Likelihood-ratio test

Not to be confused with the use of likelihood ratios in diagnostic testing.

In statistics, a likelihood ratio test is a statistical test used to compare the goodness of fit of two models, one of which (the null model) is a special case of the other (the alternative model). The test is based on the likelihood ratio, which expresses how many times more likely the data are under one model than the other. This likelihood ratio, or equivalently its logarithm, can then be used to compute a p-value, or compared to a critical value to decide whether to reject the null model in favour of the alternative model. When the logarithm of the likelihood ratio is used, the statistic is known as a log-likelihood ratio statistic, and the probability distribution of this test statistic, assuming that the null model is true, can be approximated using Wilks's theorem.

In the case of distinguishing between two models, each of which has no unknown parameters, use of the likelihood ratio test can be justified by the Neyman–Pearson lemma, which demonstrates that such a test has the highest power among all competitors.[1]

Simple-vs-simple hypotheses

A statistical model is often a parametrized family of probability density functions or probability mass functions f(x|\theta). A simple-vs-simple hypothesis test has completely specified models under both the null and alternative hypotheses, which for convenience are written in terms of fixed values of a notional parameter \theta:


\begin{align}
H_0 &:& \theta=\theta_0 ,\\
H_1 &:& \theta=\theta_1 .

• _DATA TO EXAMINE_

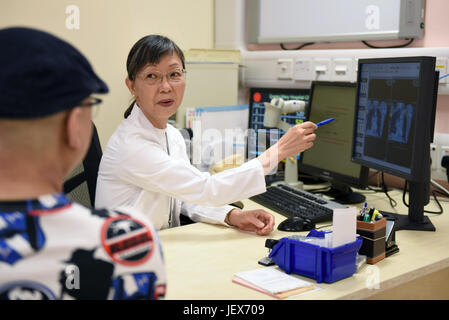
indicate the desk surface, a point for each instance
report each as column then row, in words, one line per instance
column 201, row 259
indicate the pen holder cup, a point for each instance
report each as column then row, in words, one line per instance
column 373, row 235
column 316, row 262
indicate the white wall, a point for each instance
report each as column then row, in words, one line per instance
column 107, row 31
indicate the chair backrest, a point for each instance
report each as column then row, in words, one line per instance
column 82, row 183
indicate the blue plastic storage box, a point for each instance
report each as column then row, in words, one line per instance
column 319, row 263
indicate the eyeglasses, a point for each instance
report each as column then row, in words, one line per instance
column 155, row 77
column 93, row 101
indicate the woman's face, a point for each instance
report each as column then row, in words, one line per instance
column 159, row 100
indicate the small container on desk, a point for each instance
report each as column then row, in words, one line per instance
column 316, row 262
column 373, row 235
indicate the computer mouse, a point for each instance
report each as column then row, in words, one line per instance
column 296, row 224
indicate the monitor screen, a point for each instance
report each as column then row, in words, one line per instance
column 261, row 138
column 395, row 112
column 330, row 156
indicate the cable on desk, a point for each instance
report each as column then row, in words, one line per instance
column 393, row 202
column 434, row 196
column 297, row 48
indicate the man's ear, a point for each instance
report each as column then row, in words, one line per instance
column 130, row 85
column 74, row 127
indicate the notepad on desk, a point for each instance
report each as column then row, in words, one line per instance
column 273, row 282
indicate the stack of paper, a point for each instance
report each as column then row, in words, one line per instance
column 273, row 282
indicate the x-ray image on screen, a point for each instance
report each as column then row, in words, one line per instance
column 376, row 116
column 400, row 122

--

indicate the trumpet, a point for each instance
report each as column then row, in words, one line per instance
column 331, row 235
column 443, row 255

--

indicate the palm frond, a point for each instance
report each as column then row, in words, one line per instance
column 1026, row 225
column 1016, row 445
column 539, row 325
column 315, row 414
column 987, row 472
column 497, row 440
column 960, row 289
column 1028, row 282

• _ACTION ITEM 1_
Reproduce the passage of the likelihood-ratio test article, everything from "In the case" down to "H_1 &:& \theta=\theta_1 .", with "highest power" swapped for "greatest power".
• _ACTION ITEM 2_
Answer these questions from the likelihood-ratio test article:
(a) Of which model is the null model a special case?
(b) Which theorem can be used to approximate the distribution of the log-likelihood ratio statistic when the null model is true?
(c) Which lemma justifies the test when neither of the two models has unknown parameters?

• _YOUR SOLUTION 1_
In the case of distinguishing between two models, each of which has no unknown parameters, use of the likelihood ratio test can be justified by the Neyman–Pearson lemma, which demonstrates that such a test has the greatest power among all competitors.[1]

Simple-vs-simple hypotheses

A statistical model is often a parametrized family of probability density functions or probability mass functions f(x|\theta). A simple-vs-simple hypothesis test has completely specified models under both the null and alternative hypotheses, which for convenience are written in terms of fixed values of a notional parameter \theta:


\begin{align}
H_0 &:& \theta=\theta_0 ,\\
H_1 &:& \theta=\theta_1 .

• _YOUR SOLUTION 2_
(a) The alternative model.
(b) Wilks's theorem.
(c) The Neyman–Pearson lemma.